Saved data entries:
━━━

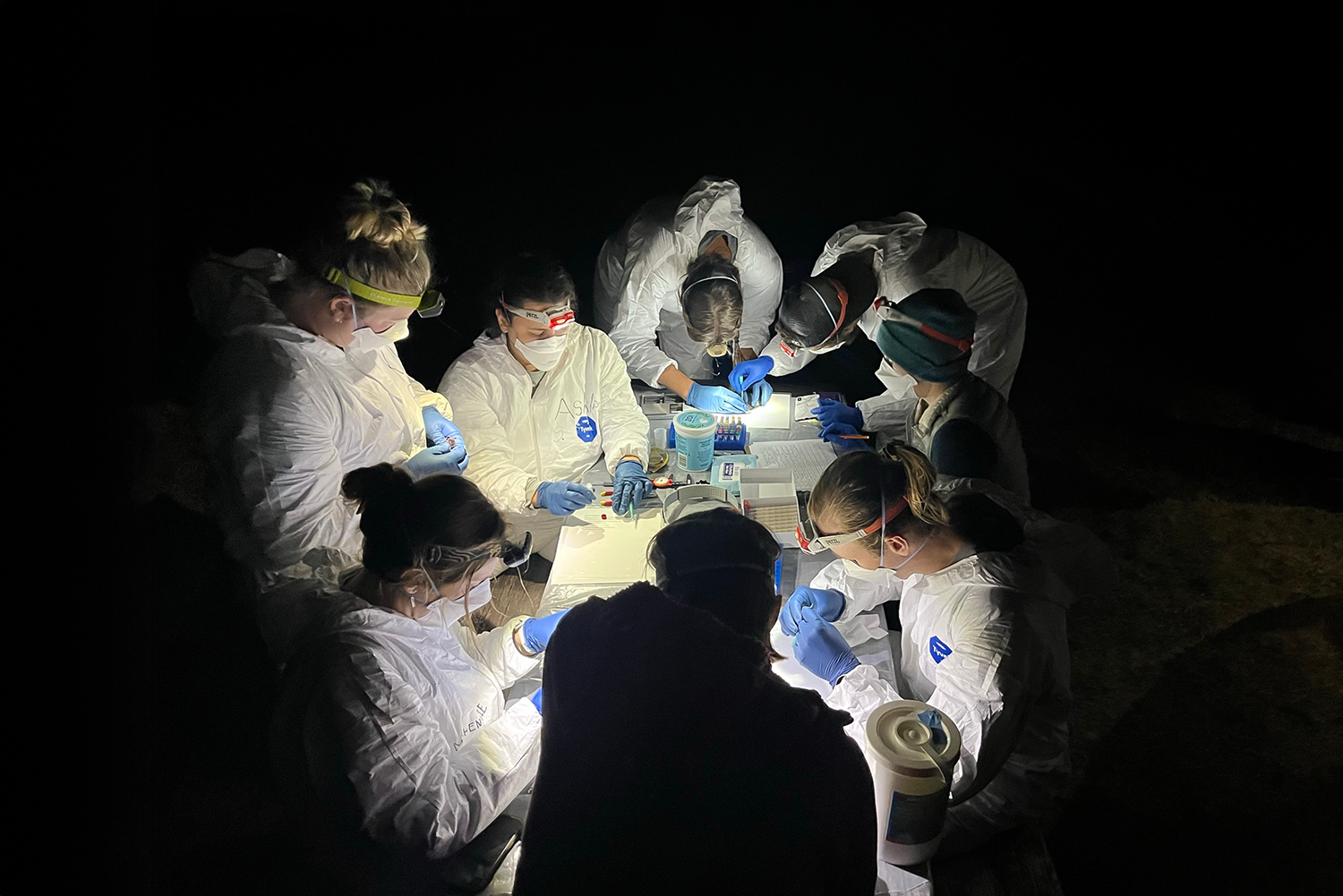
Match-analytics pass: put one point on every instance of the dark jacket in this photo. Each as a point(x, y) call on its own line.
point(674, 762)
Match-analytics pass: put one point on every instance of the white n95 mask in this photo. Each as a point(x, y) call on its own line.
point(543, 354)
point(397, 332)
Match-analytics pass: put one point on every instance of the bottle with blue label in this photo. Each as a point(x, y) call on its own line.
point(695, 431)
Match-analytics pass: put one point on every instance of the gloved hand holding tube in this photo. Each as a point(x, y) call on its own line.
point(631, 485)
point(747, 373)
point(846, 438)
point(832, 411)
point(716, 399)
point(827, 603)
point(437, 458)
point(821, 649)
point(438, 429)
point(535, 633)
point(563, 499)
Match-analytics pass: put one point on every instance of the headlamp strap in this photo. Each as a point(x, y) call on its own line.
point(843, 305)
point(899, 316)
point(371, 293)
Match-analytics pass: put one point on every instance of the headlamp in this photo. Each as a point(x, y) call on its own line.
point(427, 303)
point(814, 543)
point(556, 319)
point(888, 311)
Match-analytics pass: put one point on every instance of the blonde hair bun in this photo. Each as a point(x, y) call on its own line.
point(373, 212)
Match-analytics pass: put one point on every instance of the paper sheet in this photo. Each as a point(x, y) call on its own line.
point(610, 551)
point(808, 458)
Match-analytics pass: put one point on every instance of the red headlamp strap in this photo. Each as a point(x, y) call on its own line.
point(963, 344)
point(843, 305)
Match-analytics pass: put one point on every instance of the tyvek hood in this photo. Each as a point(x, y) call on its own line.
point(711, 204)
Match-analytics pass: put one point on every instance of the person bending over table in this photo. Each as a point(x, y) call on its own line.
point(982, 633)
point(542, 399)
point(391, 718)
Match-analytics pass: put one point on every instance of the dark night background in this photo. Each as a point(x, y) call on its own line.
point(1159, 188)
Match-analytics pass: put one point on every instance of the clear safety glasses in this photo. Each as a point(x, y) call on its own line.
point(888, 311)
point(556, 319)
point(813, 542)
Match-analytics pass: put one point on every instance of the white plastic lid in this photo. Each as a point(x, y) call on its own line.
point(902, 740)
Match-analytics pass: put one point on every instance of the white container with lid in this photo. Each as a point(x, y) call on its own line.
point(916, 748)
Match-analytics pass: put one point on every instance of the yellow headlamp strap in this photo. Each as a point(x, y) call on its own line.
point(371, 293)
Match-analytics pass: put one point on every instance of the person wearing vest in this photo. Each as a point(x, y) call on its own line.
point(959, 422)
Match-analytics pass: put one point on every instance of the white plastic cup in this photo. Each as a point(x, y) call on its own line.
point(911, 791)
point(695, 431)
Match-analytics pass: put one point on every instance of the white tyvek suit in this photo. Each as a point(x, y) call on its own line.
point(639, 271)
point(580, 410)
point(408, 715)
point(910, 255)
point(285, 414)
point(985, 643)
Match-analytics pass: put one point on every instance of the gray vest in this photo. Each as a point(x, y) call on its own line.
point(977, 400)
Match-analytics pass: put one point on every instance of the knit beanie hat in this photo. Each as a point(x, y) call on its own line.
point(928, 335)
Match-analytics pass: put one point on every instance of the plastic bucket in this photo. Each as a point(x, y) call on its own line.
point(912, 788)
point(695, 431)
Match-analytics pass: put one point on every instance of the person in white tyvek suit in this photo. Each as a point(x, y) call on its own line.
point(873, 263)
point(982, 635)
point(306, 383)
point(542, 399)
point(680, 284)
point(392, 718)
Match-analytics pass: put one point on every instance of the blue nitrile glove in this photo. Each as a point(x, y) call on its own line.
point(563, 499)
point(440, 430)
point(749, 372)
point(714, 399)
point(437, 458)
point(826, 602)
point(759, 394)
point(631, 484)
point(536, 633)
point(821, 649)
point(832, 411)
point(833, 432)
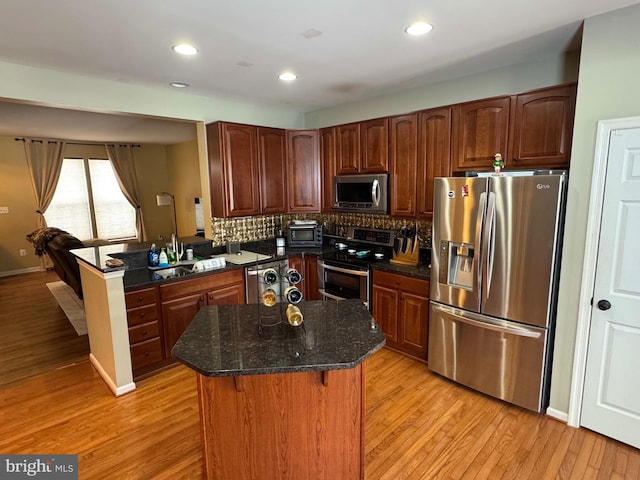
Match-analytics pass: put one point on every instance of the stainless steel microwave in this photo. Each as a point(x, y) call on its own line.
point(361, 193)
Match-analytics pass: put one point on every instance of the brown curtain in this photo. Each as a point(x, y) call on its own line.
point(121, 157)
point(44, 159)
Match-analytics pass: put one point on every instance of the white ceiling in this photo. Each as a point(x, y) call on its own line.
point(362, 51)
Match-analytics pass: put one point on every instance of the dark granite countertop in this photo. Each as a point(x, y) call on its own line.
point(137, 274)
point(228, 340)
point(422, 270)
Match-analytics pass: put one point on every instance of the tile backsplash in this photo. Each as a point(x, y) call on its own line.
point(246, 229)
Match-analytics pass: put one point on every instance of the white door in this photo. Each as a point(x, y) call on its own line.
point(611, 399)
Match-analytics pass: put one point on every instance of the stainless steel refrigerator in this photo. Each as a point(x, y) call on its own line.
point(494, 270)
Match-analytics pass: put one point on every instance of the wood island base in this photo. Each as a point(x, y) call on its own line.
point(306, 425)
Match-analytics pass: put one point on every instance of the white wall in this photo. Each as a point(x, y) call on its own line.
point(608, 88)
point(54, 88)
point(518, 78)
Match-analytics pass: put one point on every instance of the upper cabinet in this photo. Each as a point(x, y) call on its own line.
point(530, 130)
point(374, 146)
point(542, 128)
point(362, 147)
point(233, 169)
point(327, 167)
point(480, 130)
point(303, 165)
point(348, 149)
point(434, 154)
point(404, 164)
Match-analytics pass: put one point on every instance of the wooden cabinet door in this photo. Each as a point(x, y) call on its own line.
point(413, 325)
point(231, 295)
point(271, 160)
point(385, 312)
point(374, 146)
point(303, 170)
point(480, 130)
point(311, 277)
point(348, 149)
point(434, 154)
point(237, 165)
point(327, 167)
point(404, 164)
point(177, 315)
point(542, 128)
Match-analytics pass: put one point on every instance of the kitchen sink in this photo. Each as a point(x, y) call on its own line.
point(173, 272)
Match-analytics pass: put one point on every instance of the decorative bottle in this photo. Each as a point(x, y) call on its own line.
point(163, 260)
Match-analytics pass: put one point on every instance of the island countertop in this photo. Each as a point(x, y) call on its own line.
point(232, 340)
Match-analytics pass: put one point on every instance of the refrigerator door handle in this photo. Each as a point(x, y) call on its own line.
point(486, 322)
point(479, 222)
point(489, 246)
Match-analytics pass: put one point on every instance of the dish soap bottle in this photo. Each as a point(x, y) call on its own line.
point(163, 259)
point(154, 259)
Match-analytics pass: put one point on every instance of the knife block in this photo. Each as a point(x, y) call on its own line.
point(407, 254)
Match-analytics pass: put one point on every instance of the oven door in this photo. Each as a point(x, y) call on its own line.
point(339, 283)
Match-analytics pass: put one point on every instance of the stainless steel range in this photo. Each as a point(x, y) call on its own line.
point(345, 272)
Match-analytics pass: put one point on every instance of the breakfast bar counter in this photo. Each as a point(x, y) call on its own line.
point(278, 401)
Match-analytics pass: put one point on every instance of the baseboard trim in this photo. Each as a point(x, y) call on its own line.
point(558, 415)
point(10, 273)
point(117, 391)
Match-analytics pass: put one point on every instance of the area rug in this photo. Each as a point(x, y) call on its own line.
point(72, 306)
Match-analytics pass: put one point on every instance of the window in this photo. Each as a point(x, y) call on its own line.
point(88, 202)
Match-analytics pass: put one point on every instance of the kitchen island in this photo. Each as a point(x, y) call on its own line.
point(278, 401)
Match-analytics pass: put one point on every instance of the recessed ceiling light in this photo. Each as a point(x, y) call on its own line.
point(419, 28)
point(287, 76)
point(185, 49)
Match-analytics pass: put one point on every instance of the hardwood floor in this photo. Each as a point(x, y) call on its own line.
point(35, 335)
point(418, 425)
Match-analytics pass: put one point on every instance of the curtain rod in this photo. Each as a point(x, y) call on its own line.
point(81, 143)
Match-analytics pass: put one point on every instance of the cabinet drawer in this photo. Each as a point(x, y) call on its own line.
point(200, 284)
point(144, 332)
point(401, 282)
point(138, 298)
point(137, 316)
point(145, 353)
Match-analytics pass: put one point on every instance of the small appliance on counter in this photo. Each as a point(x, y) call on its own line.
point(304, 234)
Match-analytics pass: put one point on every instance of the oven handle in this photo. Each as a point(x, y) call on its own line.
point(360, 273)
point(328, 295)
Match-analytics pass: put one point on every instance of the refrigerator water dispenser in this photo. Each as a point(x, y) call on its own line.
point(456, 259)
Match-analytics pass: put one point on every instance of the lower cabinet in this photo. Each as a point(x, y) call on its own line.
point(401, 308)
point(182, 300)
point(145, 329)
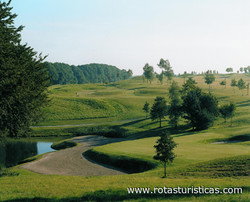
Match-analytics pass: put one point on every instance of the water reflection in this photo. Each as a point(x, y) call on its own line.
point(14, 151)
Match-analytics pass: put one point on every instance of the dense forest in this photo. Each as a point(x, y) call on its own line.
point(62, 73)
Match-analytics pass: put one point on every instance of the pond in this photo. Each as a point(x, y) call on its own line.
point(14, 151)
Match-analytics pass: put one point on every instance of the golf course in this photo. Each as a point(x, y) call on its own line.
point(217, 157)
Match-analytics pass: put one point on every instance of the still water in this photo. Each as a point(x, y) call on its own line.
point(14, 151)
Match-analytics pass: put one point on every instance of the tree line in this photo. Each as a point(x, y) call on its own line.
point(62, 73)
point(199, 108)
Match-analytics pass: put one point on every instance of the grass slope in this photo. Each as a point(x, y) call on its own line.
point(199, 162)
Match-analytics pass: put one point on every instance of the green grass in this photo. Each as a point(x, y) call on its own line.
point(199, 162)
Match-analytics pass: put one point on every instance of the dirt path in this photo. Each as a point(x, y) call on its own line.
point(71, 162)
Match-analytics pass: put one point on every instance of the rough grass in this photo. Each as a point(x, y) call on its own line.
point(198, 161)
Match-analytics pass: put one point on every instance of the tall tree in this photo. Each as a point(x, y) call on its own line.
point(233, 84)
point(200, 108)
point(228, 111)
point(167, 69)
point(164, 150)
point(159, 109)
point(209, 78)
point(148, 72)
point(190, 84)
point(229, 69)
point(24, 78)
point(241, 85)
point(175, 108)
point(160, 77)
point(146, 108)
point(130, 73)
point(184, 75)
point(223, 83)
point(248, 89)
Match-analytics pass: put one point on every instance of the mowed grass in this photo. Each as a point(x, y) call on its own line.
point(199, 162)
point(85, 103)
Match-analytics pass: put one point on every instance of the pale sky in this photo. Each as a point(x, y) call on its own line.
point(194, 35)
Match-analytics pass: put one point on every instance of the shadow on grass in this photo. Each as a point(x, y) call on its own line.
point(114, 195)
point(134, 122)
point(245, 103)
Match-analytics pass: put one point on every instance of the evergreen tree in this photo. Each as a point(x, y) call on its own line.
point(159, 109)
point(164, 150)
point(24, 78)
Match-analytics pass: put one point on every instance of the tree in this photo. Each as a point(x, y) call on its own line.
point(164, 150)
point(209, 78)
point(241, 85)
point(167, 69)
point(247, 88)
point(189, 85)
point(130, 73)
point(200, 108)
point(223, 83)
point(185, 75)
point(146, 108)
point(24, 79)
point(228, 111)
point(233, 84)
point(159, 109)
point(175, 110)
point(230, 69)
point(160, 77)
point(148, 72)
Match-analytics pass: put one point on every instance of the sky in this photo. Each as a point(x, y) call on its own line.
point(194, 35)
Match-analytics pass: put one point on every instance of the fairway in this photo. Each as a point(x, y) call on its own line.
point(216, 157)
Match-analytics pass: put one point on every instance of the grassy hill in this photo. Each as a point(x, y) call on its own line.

━━━

- _Exercise objective_:
Every line from the one containing "of the shadow" to the end of the entries must be set down exactly, with none omitted and none added.

- _Written solution_:
Match-analytics pass: put one point on every instance of the shadow on grass in this photo. Each as a point(x, y) call on its own line.
point(114, 195)
point(134, 122)
point(245, 103)
Match-analytics pass: put one point on every instance of the evergreen tree in this photo. Each as a point(x, y) call on its own line.
point(159, 109)
point(164, 150)
point(24, 78)
Match-analytics pass: put one point on every instance of the tree in this photo. Each as a point(x, y) call on its own line.
point(164, 150)
point(209, 78)
point(241, 85)
point(167, 69)
point(247, 88)
point(189, 85)
point(130, 73)
point(200, 108)
point(223, 83)
point(185, 75)
point(146, 108)
point(24, 79)
point(228, 111)
point(233, 84)
point(159, 109)
point(175, 110)
point(230, 69)
point(160, 77)
point(148, 72)
Match-analytics pass: put one point on every instance of the sky in this photo. Each as a point(x, y) call on its own line.
point(194, 35)
Match-analytics pass: put one point on every instance of the fairway in this photo. Each as a point(x, y) call on its own line.
point(216, 157)
Match-analytics pass: put one point on every instance of the grassy hill in this photo. Each as a point(x, y) call on its own line.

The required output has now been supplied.